WRITTEN PROBLEM A:
Rewrite the entries below, from the line containing "Place a marker on the blue" through the end of the entries, as a Markdown table with the columns Row and Entry line. Leave out blank lines.

═════ SOURCE EXCERPT

AH&LA condemns the National Labor Relations Board decision on joint employers as threat to the franchise business model.
(Sept. 1, 2015) In one of its biggest decisions under the Obama Administration, the National Labor Relations Board (NLRB) ruled last week that companies can be held responsible for labor violations committed by their contractors. The American Hotel & Lodging Association (AH&LA) says the ruling creates a dangerous new legal precedent and threatens to undermine franchise owners’ control over their businesses.
The controversial ruling was released on August 27, when NLRB found waste management firm Browning-Ferris should be considered a “joint employer” with a Phoenix-based staffing agency that provided contracted employees for a Browning-Ferris recycling facility.
This decision is a sharp departure from previous NLRB decisions that stated companies were only responsible for employees who were under their direct control. Under this new standard, joint employment now exists even where one company only has the right to exert indirect or potential control over the terms and conditions of another company’s employees.
This new ruling could have significant repercussions for any business using contracted employees.
“With the 92 percent of lodging properties in the United States owned by franchisees and small businesses, we are very concerned that these changes to the joint-employer standard will have a profound negative impact on economic investment and job growth across our industry. The NLRB’s decision to expand the definition of joint employer could severely limit opportunities by diminishing the autonomy of millions of small business owners and dissuading potential entrepreneurs from wanting to start a new business,” said Katherine Lugar, AH&LA’s president and CEO.

══════════
═════ INPUT RECORDS

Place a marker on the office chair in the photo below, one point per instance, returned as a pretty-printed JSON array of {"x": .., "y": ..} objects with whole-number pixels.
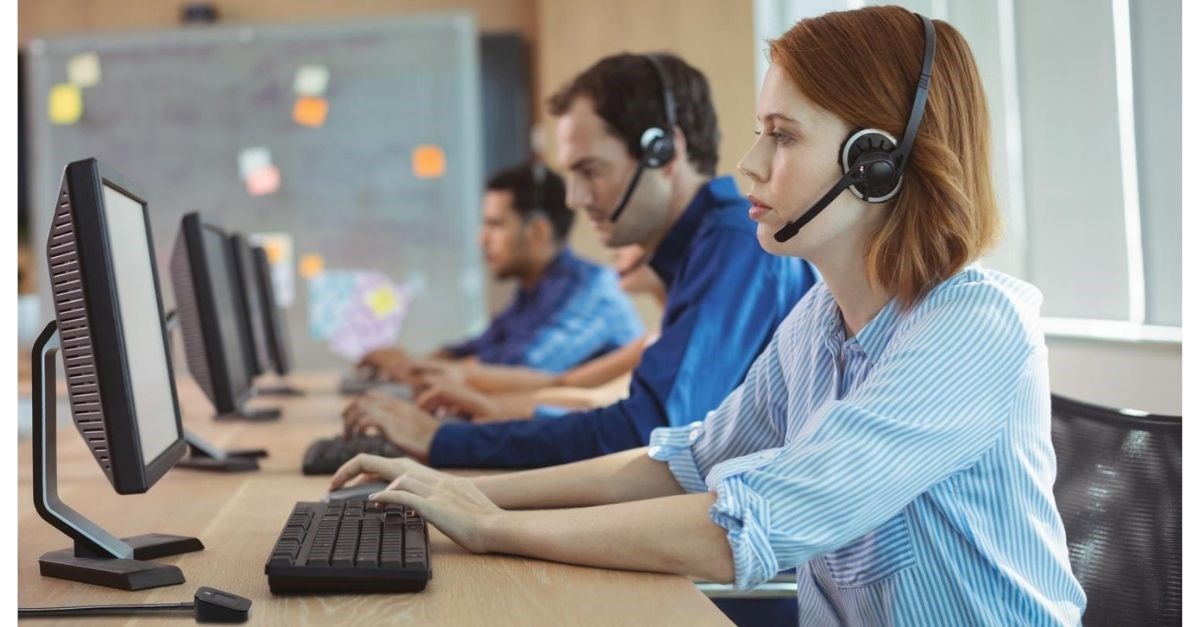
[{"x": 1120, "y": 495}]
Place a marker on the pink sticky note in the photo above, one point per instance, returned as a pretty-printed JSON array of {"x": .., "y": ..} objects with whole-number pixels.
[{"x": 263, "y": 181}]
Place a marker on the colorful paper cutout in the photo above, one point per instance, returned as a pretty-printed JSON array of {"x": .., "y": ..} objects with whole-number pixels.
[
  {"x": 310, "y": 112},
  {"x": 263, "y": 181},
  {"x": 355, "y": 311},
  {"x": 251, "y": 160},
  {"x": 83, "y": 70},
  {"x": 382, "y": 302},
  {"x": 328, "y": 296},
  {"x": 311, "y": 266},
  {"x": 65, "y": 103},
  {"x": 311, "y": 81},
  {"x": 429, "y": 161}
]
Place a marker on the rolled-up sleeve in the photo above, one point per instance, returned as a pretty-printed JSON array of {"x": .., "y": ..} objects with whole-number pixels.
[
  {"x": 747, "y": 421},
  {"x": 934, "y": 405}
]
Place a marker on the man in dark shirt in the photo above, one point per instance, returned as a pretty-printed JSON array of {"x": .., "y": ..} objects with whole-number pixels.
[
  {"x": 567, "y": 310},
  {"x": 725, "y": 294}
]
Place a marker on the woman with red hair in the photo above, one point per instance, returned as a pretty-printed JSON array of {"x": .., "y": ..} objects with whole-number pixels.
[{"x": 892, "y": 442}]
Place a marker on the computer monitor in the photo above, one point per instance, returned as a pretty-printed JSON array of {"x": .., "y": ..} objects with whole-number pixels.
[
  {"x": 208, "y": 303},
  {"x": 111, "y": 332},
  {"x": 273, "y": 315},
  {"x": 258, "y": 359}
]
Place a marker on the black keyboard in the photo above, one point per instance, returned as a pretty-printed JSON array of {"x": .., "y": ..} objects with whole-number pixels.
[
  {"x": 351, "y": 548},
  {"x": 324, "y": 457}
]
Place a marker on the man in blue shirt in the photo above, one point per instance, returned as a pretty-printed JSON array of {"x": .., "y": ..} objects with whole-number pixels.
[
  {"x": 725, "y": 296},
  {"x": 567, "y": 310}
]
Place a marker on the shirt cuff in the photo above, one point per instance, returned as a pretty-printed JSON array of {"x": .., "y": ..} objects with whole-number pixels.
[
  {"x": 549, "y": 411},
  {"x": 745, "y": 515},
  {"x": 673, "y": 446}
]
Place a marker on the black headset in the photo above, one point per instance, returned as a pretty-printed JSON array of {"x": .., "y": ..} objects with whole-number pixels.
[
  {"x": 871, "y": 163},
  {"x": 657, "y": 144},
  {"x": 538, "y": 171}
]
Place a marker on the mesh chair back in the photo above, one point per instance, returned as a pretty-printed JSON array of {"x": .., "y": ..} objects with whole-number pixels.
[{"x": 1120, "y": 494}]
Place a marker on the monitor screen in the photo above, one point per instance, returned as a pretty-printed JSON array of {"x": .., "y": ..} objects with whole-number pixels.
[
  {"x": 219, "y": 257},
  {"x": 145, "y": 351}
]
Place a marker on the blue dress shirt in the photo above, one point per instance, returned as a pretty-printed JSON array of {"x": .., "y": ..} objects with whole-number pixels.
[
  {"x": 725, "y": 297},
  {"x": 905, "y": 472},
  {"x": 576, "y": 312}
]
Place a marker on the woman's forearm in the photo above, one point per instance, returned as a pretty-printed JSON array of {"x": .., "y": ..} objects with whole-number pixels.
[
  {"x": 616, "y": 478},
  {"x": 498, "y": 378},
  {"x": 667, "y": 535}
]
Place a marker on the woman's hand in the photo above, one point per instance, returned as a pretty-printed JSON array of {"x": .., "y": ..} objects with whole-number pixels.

══════════

WRITTEN PROBLEM B:
Copy the article on the NLRB joint-employer ruling above in full, word for word.

ANSWER A:
| Row | Entry line |
|---|---|
| 1 | Place a marker on the blue dress shirt in the photo above, one point per instance, returned as a pretty-printed JSON array of {"x": .., "y": ..} objects with whole-number pixels. |
| 2 | [ |
| 3 |   {"x": 725, "y": 297}, |
| 4 |   {"x": 905, "y": 472}, |
| 5 |   {"x": 576, "y": 312} |
| 6 | ] |
| 7 | Place a marker on the woman's forearm in the photo above, one point per instance, returned as a pretty-printed JSON array of {"x": .., "y": ..} objects with whole-number pixels. |
| 8 | [ |
| 9 |   {"x": 616, "y": 478}, |
| 10 |   {"x": 498, "y": 378}, |
| 11 |   {"x": 667, "y": 535} |
| 12 | ] |
| 13 | Place a marker on the woman's hand in the photo above, one point per instance, returned as a pretty-printed JSON array of {"x": .., "y": ..} objects with whole-number pixels. |

ANSWER B:
AH&LA condemns the National Labor Relations Board decision on joint employers as threat to the franchise business model.
(Sept. 1, 2015) In one of its biggest decisions under the Obama Administration, the National Labor Relations Board (NLRB) ruled last week that companies can be held responsible for labor violations committed by their contractors. The American Hotel & Lodging Association (AH&LA) says the ruling creates a dangerous new legal precedent and threatens to undermine franchise owners’ control over their businesses.
The controversial ruling was released on August 27, when NLRB found waste management firm Browning-Ferris should be considered a “joint employer” with a Phoenix-based staffing agency that provided contracted employees for a Browning-Ferris recycling facility.
This decision is a sharp departure from previous NLRB decisions that stated companies were only responsible for employees who were under their direct control. Under this new standard, joint employment now exists even where one company only has the right to exert indirect or potential control over the terms and conditions of another company’s employees.
This new ruling could have significant repercussions for any business using contracted employees.
“With the 92 percent of lodging properties in the United States owned by franchisees and small businesses, we are very concerned that these changes to the joint-employer standard will have a profound negative impact on economic investment and job growth across our industry. The NLRB’s decision to expand the definition of joint employer could severely limit opportunities by diminishing the autonomy of millions of small business owners and dissuading potential entrepreneurs from wanting to start a new business,” said Katherine Lugar, AH&LA’s president and CEO.